◆ **REQUIRED WORK**
Copy the entries below from the line containing "Point to the wrinkled" through the last line, keeping the requests unchanged. Offset every coordinate in the answers by adding 137 to each x and y value.

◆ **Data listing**

════════

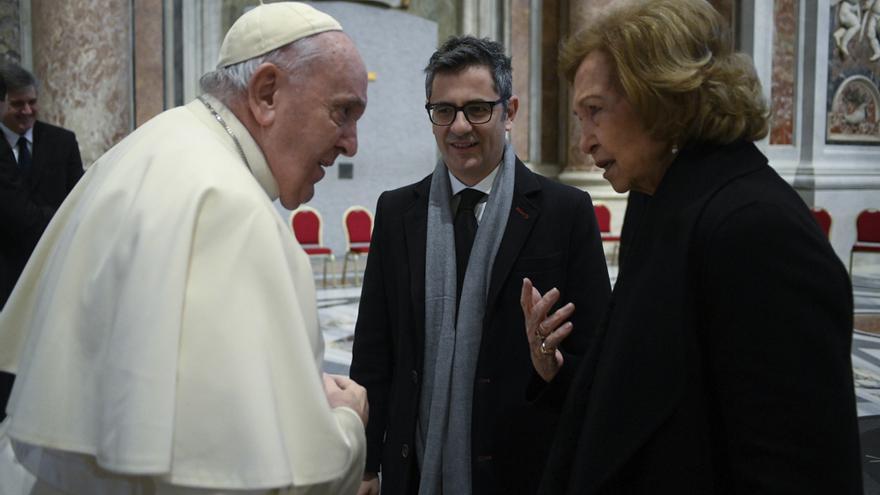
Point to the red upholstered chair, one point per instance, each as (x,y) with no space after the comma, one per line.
(867,234)
(307,226)
(358,225)
(603,217)
(823,218)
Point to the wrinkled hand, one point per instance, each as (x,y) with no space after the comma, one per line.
(344,392)
(370,484)
(544,332)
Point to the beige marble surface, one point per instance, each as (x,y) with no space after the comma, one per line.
(82,55)
(519,52)
(10,31)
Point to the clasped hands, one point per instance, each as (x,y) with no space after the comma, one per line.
(545,332)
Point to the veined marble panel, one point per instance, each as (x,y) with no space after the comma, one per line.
(10,31)
(82,56)
(520,59)
(782,97)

════════

◆ **FINAL RESULT**
Point to the wrinkled hand, one point per instance, each as (x,y) with no space after the comma, one per line.
(481,529)
(507,621)
(681,469)
Point to the beige marble surface, one point per instance, each as (x,y) with no space after the comma, one per line.
(219,192)
(656,189)
(147,168)
Point to the clasped hands, one point per instance, each as (x,y) with no space after the comma, one per line.
(682,469)
Point to the veined marble panel, one point per instance, each as (x,y) with no space after the comma, one per line.
(147,168)
(219,193)
(657,196)
(919,234)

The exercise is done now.